REQUIRED TASKS
(a) In the forum post about running a PySpark job on Dataproc, reproduce the passage from "I have a python" to "print(add_two(1,2))".
(b) Write what follows the last sentence of the forum post about submitting a PySpark script with a local library to Dataproc.

READING PASSAGE

## start

I have a python project, whose folder has the structure
main_directory - lib - lib.py
- run - script.py
script.py
is
from lib.lib import add_two
spark = SparkSession \
.builder \
.master('yarn') \
.appName('script') \
.getOrCreate()
print(add_two(1,2))
and lib.py
is
def add_two(x,y):
return x+y
I want to launch as a Dataproc job in GCP. I have checked online, but I have not understood well how to do it. I am trying to launch the script with
gcloud dataproc jobs submit pyspark --cluster=$CLUSTER_NAME --region=$REGION \
run/script.py
But I receive the following error message:
from lib.lib import add_two
ModuleNotFoundError: No module named 'lib.lib'
Could you help me on how I should do to launch the job on Dataproc? The only way I have found to do it is to remove the absolute path, making this change to script.py
:
from lib import add_two
and the launch the job as
gcloud dataproc jobs submit pyspark --cluster=$CLUSTER_NAME --region=$REGION \
--files /lib/lib.py \
/run/script.py
However, I would like to avoid the tedious process to list the files manually every time.

## end

Object outline annotations
## start

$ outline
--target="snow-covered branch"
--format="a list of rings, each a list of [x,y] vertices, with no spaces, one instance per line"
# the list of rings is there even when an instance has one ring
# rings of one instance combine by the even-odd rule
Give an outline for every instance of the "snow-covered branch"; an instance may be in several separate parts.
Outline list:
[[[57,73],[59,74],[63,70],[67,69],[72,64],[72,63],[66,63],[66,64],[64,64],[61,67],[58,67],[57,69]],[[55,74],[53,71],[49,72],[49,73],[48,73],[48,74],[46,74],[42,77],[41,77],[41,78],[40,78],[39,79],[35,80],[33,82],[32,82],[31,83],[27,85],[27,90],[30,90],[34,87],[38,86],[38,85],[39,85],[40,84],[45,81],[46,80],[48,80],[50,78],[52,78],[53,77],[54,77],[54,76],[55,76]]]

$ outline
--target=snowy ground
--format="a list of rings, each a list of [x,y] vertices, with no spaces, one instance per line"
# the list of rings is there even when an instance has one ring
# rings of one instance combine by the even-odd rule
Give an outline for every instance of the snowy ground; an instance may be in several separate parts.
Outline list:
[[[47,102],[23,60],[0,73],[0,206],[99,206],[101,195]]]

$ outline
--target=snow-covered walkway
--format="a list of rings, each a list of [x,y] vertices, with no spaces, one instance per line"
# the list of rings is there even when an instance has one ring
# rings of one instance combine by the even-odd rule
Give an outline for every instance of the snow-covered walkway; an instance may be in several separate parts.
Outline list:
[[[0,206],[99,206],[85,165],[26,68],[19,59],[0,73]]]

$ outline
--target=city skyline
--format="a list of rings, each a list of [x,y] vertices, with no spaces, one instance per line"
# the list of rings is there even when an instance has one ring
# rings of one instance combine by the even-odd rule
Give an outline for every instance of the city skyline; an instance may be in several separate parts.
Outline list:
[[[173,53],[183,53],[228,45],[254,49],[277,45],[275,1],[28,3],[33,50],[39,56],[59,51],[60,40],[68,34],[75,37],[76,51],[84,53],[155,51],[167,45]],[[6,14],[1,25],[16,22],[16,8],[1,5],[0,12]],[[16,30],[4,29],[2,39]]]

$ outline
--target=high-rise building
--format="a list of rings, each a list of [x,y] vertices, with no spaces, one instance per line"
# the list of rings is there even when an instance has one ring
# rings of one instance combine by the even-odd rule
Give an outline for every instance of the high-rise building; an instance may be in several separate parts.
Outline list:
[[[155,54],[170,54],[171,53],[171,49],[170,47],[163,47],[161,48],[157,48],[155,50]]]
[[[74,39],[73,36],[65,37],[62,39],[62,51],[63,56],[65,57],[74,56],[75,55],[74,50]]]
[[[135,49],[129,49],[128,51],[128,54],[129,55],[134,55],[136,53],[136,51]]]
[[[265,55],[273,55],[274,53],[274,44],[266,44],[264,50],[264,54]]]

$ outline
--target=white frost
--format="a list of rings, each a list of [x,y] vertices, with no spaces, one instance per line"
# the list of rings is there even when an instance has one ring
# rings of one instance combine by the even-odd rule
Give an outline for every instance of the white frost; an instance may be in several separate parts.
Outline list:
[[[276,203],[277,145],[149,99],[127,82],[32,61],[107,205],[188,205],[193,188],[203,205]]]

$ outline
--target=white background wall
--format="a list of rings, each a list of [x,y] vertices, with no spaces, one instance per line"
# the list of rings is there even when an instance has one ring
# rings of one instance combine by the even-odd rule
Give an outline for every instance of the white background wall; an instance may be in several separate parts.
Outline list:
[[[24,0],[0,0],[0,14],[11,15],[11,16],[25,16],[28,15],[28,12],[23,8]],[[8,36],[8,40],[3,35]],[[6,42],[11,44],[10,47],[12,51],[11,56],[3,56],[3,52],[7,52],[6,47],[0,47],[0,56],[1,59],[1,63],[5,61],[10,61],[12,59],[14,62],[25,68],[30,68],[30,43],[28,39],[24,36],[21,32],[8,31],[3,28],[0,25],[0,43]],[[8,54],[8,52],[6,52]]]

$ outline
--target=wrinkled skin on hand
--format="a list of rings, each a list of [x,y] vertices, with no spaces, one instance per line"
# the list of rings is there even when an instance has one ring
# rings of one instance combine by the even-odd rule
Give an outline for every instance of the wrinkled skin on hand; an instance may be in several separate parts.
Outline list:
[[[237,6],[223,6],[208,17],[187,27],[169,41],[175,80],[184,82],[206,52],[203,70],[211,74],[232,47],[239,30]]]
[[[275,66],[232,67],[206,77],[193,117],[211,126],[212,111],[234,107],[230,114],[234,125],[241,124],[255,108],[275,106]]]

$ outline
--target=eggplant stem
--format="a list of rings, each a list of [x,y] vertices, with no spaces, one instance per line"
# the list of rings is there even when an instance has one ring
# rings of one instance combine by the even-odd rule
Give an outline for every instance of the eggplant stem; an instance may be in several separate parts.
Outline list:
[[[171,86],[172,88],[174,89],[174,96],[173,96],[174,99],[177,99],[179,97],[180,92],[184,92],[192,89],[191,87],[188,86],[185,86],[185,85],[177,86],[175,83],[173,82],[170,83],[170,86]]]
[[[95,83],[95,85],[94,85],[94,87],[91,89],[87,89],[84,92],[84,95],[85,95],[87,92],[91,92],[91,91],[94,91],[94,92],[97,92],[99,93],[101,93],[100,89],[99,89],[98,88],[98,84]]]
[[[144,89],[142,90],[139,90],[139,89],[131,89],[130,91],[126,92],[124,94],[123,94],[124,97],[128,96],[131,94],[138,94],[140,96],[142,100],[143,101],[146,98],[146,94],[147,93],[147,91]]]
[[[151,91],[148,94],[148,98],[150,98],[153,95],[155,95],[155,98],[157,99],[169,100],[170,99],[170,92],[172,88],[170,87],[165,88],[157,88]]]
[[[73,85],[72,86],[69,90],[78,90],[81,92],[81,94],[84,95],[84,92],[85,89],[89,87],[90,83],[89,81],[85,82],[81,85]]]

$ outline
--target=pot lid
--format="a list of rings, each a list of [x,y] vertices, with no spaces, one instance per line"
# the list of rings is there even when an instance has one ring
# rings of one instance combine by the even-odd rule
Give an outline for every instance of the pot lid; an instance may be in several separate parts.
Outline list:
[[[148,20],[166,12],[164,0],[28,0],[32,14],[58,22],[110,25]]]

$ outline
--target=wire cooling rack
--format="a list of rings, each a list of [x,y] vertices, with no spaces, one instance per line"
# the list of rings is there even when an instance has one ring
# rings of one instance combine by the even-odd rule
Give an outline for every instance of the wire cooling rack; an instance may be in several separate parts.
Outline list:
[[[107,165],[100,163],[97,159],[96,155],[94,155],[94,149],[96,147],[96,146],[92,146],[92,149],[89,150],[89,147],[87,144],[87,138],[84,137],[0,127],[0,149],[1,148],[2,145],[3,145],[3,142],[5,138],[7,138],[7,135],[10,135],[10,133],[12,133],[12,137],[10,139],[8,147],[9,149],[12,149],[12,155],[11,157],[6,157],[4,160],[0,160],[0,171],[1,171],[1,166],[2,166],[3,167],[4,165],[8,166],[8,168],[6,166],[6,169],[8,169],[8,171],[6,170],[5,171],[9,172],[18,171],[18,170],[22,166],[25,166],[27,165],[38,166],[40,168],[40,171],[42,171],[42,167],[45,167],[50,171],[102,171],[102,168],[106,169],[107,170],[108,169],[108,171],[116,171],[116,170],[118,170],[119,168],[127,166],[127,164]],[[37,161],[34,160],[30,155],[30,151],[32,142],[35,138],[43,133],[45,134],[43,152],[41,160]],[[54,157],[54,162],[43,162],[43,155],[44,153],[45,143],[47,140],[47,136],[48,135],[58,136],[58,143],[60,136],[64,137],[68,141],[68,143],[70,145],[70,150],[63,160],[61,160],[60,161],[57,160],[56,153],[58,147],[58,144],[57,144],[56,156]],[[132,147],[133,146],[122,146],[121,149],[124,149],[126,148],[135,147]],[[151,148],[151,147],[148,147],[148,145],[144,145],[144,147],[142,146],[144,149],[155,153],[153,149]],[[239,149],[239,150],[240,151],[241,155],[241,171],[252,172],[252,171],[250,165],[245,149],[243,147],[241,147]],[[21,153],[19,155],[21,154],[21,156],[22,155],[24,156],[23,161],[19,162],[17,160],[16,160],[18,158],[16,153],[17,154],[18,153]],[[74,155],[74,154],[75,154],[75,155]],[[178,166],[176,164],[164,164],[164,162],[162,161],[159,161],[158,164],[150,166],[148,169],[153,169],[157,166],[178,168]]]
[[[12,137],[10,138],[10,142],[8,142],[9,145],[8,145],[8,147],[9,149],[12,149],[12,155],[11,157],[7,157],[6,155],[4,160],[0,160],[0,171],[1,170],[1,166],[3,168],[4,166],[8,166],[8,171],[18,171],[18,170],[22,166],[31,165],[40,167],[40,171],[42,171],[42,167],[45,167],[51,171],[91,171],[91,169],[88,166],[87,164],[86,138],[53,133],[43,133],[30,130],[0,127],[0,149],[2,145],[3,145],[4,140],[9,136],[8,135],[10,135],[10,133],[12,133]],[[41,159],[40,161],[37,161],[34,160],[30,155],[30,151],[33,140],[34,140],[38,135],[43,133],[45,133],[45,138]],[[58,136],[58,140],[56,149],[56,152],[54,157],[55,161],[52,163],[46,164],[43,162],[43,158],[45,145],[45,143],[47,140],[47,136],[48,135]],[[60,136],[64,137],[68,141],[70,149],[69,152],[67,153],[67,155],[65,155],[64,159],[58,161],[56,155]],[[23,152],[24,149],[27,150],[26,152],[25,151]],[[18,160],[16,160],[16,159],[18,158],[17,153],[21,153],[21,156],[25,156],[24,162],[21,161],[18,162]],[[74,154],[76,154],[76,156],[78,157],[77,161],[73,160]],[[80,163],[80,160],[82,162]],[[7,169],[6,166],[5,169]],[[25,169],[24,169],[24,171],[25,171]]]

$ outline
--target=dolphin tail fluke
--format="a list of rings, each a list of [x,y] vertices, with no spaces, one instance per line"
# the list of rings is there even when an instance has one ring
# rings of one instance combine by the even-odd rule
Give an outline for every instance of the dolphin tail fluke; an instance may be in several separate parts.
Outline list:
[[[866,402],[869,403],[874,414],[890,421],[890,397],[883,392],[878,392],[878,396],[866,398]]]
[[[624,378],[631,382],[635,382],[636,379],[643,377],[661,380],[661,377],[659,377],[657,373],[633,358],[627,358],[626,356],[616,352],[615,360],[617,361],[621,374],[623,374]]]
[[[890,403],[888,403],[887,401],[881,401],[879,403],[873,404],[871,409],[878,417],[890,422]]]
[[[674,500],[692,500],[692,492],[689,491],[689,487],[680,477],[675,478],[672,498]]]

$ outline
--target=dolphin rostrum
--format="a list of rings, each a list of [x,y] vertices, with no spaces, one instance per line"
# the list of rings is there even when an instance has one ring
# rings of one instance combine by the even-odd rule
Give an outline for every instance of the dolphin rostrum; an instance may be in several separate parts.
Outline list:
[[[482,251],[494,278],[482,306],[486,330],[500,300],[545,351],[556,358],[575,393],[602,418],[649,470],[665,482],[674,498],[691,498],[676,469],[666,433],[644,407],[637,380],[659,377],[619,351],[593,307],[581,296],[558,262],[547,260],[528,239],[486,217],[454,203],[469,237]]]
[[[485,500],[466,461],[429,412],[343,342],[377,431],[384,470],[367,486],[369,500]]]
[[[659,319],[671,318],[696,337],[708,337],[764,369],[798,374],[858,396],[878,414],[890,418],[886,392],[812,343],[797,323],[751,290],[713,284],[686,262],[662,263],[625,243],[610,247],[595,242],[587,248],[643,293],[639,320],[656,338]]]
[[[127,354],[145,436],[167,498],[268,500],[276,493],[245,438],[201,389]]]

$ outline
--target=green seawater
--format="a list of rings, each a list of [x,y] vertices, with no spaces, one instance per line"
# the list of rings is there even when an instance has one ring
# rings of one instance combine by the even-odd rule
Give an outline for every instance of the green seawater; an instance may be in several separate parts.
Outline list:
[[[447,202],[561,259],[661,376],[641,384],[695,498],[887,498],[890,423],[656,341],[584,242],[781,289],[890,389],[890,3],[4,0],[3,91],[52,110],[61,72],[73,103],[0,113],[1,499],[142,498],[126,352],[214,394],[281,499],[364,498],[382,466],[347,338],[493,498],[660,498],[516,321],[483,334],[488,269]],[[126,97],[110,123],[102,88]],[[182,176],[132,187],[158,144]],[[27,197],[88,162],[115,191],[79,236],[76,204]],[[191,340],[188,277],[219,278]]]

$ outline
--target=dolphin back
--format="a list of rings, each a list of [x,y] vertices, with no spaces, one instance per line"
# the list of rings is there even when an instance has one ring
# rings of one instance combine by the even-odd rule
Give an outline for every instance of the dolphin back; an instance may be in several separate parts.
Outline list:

## end

WRITTEN RESPONSES
(a)
I have a python project, whose folder has the structure
main_directory - lib - lib.py
- run - script.py
script.py
is
from lib.lib import add_two
spark = SparkSession \
.builder \
.master('yarn') \
.appName('script') \
.getOrCreate()
print(add_two(1,2))

(b)
Following the suggestion of @Igor, to pack in a zip file I have found that
zip -j --update -r libpack.zip /projectfolder/* && spark-submit --py-files libpack.zip /projectfolder/run/script.py
works. However, this puts all files in the same root folder in libpack.zip, so if there were files with the same names in subfolders this would not work.
Any suggestions?